:: Problem description ::
Faithfully repeat all of the records, as they are written below.

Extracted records
□ □ □

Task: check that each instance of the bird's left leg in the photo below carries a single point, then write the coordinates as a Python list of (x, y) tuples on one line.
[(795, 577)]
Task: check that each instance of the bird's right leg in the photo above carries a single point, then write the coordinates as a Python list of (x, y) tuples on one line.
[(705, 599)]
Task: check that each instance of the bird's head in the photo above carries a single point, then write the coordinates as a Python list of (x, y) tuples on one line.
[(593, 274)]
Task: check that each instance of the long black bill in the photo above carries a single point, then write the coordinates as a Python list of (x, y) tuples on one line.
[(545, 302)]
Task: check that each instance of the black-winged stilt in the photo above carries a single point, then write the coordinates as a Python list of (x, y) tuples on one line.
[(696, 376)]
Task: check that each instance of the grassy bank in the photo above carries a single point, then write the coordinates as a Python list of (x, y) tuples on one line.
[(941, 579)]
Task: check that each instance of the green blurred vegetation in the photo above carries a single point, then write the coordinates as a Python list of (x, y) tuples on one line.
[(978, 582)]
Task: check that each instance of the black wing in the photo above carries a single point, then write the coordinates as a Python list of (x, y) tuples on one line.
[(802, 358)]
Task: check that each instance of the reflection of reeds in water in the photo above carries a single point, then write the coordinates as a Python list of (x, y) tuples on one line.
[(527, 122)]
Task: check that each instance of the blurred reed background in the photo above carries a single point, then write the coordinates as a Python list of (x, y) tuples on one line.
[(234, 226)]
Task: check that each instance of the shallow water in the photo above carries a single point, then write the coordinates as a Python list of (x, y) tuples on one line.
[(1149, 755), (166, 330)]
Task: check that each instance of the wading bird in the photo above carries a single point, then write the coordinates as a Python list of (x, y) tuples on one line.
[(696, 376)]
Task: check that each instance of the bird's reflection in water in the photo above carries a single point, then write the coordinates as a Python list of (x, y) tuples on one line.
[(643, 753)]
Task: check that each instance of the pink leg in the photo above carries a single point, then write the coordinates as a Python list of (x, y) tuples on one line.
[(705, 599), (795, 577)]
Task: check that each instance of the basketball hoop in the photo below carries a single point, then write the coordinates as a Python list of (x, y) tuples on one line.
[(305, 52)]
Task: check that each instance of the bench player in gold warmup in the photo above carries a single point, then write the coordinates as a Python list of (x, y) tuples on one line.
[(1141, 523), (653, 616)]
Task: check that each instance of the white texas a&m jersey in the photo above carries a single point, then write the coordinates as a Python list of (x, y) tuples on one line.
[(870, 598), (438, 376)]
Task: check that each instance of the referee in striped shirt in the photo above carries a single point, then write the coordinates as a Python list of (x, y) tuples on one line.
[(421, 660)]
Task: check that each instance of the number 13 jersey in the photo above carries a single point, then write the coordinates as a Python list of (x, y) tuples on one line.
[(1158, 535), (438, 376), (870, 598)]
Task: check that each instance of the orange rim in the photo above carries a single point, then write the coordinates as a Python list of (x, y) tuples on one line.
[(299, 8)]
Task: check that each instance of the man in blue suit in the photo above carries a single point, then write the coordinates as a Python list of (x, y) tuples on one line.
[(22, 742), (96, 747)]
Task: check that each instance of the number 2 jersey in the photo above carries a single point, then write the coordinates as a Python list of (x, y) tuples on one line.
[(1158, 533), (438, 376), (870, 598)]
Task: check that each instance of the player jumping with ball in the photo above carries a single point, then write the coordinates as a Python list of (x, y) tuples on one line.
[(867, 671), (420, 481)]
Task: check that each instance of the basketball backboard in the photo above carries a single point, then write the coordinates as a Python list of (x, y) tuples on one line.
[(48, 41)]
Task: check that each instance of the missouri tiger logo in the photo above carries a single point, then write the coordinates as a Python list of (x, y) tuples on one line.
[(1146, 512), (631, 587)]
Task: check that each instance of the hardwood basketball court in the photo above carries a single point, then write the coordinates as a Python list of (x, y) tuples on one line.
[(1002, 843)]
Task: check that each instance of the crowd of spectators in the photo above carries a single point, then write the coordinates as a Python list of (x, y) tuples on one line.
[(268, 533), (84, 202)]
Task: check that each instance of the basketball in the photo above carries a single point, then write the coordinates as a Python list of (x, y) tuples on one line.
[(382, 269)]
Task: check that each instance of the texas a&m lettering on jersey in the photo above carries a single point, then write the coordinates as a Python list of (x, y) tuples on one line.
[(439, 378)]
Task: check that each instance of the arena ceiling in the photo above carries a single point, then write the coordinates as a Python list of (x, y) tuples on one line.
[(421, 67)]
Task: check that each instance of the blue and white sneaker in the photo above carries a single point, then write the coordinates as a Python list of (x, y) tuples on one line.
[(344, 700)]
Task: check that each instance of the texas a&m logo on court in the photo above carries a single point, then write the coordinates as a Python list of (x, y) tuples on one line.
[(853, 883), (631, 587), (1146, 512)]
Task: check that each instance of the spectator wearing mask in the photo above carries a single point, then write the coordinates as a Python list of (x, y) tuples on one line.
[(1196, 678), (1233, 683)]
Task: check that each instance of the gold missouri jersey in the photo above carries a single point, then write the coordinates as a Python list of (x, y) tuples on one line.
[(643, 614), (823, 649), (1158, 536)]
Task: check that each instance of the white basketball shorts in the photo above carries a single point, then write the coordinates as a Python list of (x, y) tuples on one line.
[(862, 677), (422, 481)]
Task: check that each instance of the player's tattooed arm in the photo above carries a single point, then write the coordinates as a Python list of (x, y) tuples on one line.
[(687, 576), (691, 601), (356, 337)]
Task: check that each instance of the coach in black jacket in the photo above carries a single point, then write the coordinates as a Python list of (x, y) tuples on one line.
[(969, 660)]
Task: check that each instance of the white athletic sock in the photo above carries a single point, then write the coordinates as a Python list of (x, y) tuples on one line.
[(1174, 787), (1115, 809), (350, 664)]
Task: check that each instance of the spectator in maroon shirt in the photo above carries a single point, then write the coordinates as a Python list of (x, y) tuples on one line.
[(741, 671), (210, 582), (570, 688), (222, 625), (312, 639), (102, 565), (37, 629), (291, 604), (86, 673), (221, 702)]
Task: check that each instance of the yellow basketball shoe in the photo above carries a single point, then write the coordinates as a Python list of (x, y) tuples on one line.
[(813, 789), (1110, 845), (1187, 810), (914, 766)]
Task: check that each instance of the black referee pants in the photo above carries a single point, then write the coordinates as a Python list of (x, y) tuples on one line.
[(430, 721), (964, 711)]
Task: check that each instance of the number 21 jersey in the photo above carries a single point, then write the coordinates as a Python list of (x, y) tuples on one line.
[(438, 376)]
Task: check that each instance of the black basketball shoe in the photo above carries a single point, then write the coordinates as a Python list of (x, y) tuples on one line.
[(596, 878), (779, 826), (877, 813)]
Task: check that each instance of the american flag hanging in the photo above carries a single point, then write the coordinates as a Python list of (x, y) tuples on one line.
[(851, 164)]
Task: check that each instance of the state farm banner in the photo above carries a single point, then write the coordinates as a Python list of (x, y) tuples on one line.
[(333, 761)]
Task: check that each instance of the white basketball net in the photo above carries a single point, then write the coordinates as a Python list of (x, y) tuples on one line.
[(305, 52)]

□ □ □

:: Output for this task ::
Task: check that each instance of the bird's left leg in the photo below carries a single point, then write the coordinates as a Python list of (x, y) tuples on one line.
[(795, 577)]
Task: check that each instance of the bird's right leg in the photo above carries a single point, then write the coordinates as a Python list of (x, y) tuples on one line.
[(705, 599)]
Task: check that each instance of the bird's head in the photo above carries a single point, then write the coordinates as a Python list of (x, y) tuples on one line.
[(593, 274)]
Task: check that each instance of the long black bill in the photo above carries a single point, then write the coordinates as a Python list of (x, y) tuples on one line.
[(545, 302)]
Task: check that each instance of the black-winged stilt in the photo above carries a single point, then write the coordinates as a Python list of (x, y) tuples on one line.
[(696, 376)]
Task: check that each instance of the grassy bank in the photo above carries a single point, then write the coordinates as a Python list of (x, y) tuples on one line.
[(941, 579)]
Task: check that each instance of the green blurred vegetation in the photo above carries a single point, then write the coordinates as a Python list of (x, y) tuples on one line.
[(978, 582)]
Task: check that each instance of the black wing in the photo above carries a single point, then write the coordinates as a Python list of (x, y) tuples on one line.
[(802, 358)]
Task: check that each instance of the reflection of reeds in water in the photo above carries a single point, then write the coordinates as a Python list of (x, y) tuples on one line.
[(527, 122)]
Task: check that each instance of the blurred reed background in the photo above carries a single point, then write the coordinates as a Python list of (x, y) tuples on one line.
[(234, 226)]
Task: check that each instance of the shallow water in the photo above carries a single point, then write the coordinates as a Python list of (x, y) tuples on one line.
[(1149, 755), (166, 330)]
Task: check that each instance of the wading bird in the photo above carries a single point, then write the coordinates as a Python list of (x, y) tuples on one line.
[(696, 376)]
Task: check that each instance of the bird's reflection in water in the photo above carries a single point, then write the coordinates as a Python list of (x, y) tuples on one line.
[(643, 753)]
Task: check that each instance of the pink leg in the photo above carries a single point, then write the coordinates as a Python list of (x, y) tuples on one line.
[(705, 599), (795, 577)]
Task: check that each instance of the basketball hoop in the photo below carries a single point, then write the coordinates as a Python list of (x, y) tuples on one line.
[(305, 52)]
Task: check that each instance of the bench player in gold warmup in the photo above carries a single point, then write the coordinates as a Python list of (x, y) tuples on one line.
[(1141, 523), (653, 616)]
Task: check that each instance of the white texas a&m jersey in the photo above carries a single point, then write the coordinates as a Python list of (x, y) tuples on one line.
[(870, 598), (438, 376)]
Task: check that each instance of the referee in striped shirt in the photo above carries a single point, then write the coordinates as a Python list of (x, y) tuples on one line.
[(421, 660)]
Task: check that each instance of the number 13 jersey in the photo above carries a single point, then write the coordinates as a Python list of (x, y) tuples on one line.
[(1158, 535), (438, 376), (870, 598)]
Task: check that each instance of the orange rim in the photo above carries a single point, then write the coordinates as a Python list of (x, y) tuples on one line.
[(299, 8)]
Task: check that each instance of the man in blue suit in the photo above carries a single point, then write the coordinates as a Python list of (x, y) tuples on one line.
[(22, 742), (96, 747)]
Task: check that each instance of the number 2 jersey in the photo above carries a single point, then write the coordinates as a Python list of (x, y) tuples on one line.
[(1158, 533), (438, 376), (870, 598)]
Task: check that each instance of the player jumping with ball in the photo above carries a single point, then write the coordinates as a Python list of (x, y) tuples on one line.
[(867, 671), (420, 481)]
Task: check that each instance of the basketball backboard in the photo above carries a single point, then write the coordinates as a Python list of (x, y) tuples on one line.
[(48, 41)]
Task: check that each instance of the missouri tiger logo in the photo above carries a single point, then write the coordinates as a Python list of (x, y) tuples on one line.
[(1146, 512), (631, 587)]
Task: check that each instance of the hardwood basketball court in the photo above carries a single point, then write the coordinates as a Python list of (x, y) tuples on one line.
[(1002, 843)]
Task: check that each instance of the crowd of spectators in the photo above carries a single point, then write the coordinates as a Python list of (x, y) tuples on one line.
[(268, 533), (84, 202)]
Task: check that each instance of the basketball in the photo above carries a single point, then write the coordinates as a Python list of (x, y) tuples on one line.
[(382, 269)]
Task: check that each instance of the texas a&m lettering on jersey in the photo above carries a single point, then write the coordinates as a Python list of (x, y) tuples on one line.
[(439, 378)]
Task: check that each instance of the arena ceiling in the photo above carries a single point, then write the coordinates as a Python list of (x, y) tuples on one line.
[(421, 67)]
Task: check that each instance of the blue and white sneaker in the photo above carries a single point, then write the coordinates as a Python list of (x, y) tuples on one line.
[(344, 700)]
Task: check that each instance of the texas a&m logo on court in the photo above carries a single point, then write the coordinates as a Python list of (x, y) tuples on one line.
[(853, 883), (631, 587), (1146, 512)]
Task: check that each instance of the spectator wearing mask in the photo above carries a single point, then write the coordinates as a Python list of (x, y) tuples on one line.
[(1196, 678), (1233, 683)]
Task: check that each instance of the gold missouri jersey in the photo above carries a single point, then write the coordinates as a Python list of (x, y) tuples on one line.
[(643, 614), (823, 649), (1158, 536)]
Task: check that each instance of the white basketball shorts in the photo above carries a single point, then write the coordinates as a Python list of (x, y) tuples on one line.
[(862, 677), (422, 481)]
Task: check that each instance of the player's tattooed arm in the photo above carries a single point, then write the coordinates as a Python list of (x, y) tuples on one line.
[(687, 576), (691, 601), (356, 337)]
Task: check that each instance of the coach in black jacket in the photo above carries a single point, then write the coordinates as a Python list of (x, y) tuples on one line.
[(969, 660)]
Task: check that each instance of the white athletic sock in the photo above carries a single point, then write the coordinates as a Python list of (x, y) tuples on one line.
[(1174, 787), (1115, 809), (350, 664)]
Task: check that each instance of the spectator in maroon shirt in the photo above carries a single point, then write the coordinates as a Python list of (x, y) tuples on one line.
[(741, 671), (210, 582), (570, 688), (222, 625), (312, 639), (102, 565), (37, 629), (291, 604), (86, 673), (221, 702)]
Task: check that each instance of the yellow basketball shoe in the photo above carries a single point, then write the coordinates as a Python list of (x, y) tuples on one line.
[(813, 789), (1110, 845), (1187, 810), (914, 766)]
Task: check that each instance of the black referee pants in the photo above carries a single point, then write the coordinates as a Python list of (x, y) tuples on one line.
[(430, 721), (964, 711)]
Task: check that each instance of the number 21 jersey in the photo above carries a single point, then write the coordinates as a Python list of (x, y) tuples on one line.
[(438, 376)]
Task: check that each instance of the black basketball shoe in the photo above carries a single point, then write the coordinates as a Python list of (x, y) tuples on one line.
[(596, 878), (779, 826), (877, 813)]
Task: check that each instance of the american flag hanging in the photo above carries a single point, then write the coordinates as a Python list of (x, y) tuples on one line.
[(851, 164)]
Task: check that each instance of the state farm banner in the photo above carries a single point, then write the coordinates as a Python list of (x, y) tuples on one line.
[(333, 761)]
Task: check that each instance of the white basketball net in the photo above carries a single point, then write the coordinates as a Python list of (x, y) tuples on one line.
[(305, 52)]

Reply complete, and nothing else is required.